TASK TO COMPLETE: Once the line containing "Expected: one point per instance of the white tablecloth, each" is found in the entries below, reproduce it and every line after it, stopping at and including the line containing "Expected: one point per instance of the chopped"; reproduce nothing else, and keep each line exact.

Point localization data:

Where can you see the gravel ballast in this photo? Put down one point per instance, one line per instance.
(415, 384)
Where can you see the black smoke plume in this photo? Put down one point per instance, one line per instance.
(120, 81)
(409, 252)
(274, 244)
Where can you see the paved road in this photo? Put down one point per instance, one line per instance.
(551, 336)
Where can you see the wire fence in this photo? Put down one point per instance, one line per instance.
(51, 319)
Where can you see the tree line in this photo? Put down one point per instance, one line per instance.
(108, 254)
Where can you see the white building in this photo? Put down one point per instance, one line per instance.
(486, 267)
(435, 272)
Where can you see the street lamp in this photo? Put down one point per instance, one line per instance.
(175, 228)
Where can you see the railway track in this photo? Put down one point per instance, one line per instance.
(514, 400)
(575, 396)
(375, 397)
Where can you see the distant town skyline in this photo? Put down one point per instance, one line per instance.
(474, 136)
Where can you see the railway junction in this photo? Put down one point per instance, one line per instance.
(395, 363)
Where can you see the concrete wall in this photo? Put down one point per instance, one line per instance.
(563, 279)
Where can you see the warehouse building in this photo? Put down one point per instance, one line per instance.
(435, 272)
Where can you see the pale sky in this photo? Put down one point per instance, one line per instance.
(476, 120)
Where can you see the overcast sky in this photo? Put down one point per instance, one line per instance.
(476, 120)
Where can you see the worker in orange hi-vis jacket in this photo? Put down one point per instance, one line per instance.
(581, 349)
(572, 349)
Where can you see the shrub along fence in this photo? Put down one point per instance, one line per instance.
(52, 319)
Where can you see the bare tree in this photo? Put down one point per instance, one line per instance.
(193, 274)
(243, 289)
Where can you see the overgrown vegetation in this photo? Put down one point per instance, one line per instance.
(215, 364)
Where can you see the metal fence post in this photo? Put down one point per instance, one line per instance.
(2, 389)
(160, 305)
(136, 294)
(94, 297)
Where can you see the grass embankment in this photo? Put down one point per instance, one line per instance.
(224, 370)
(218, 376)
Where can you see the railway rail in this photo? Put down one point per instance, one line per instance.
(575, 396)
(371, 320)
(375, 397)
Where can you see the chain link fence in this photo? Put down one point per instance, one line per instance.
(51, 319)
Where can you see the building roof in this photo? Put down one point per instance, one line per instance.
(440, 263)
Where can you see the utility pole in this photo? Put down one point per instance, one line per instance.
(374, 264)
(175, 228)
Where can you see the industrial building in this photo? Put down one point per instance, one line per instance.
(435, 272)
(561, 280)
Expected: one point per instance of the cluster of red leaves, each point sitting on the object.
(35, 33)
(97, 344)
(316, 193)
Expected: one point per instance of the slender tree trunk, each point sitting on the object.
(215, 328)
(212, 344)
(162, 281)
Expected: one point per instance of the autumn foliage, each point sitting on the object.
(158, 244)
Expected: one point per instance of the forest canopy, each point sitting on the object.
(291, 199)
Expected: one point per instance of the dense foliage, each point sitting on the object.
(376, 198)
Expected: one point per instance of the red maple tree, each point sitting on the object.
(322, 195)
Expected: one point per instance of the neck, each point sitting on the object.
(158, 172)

...

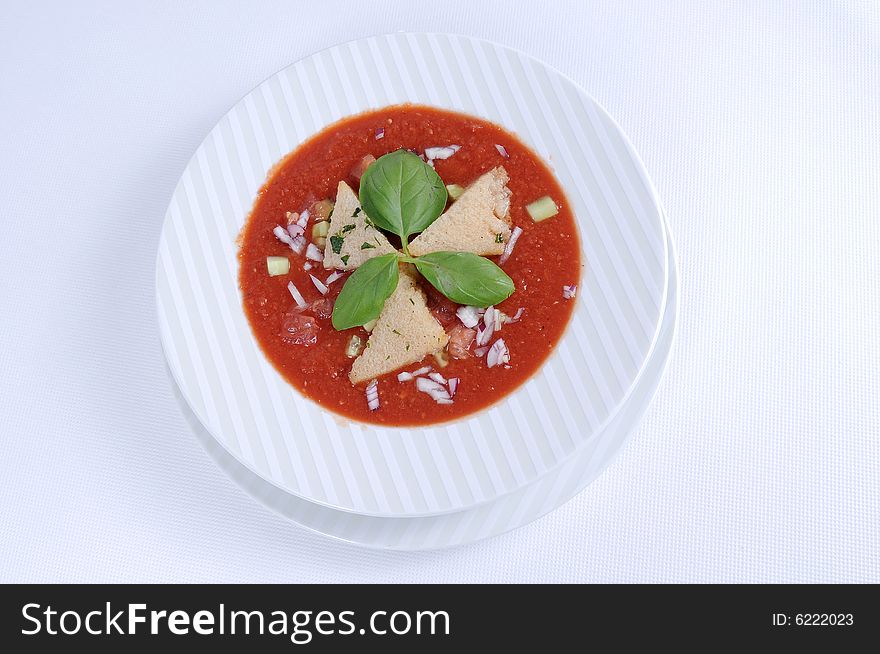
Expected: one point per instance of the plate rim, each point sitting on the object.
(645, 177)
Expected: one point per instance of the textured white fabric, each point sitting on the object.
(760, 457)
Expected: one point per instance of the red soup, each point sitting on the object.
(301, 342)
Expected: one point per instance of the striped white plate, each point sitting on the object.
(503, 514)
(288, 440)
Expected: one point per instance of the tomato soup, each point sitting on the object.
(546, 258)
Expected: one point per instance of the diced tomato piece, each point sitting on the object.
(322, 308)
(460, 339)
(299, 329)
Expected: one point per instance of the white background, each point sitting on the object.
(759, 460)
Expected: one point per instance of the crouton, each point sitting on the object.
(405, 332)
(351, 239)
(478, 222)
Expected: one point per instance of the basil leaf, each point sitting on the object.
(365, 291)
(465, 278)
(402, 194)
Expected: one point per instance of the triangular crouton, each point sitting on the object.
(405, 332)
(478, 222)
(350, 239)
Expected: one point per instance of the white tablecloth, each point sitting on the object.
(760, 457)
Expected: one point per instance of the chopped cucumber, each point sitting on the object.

SOLUTION FOR THIS TASK:
Expected: one point per instance of the white tablecloth, each point sitting on the object.
(760, 457)
Expected: one point per instance of the chopped cucumber, each point sitting on the object.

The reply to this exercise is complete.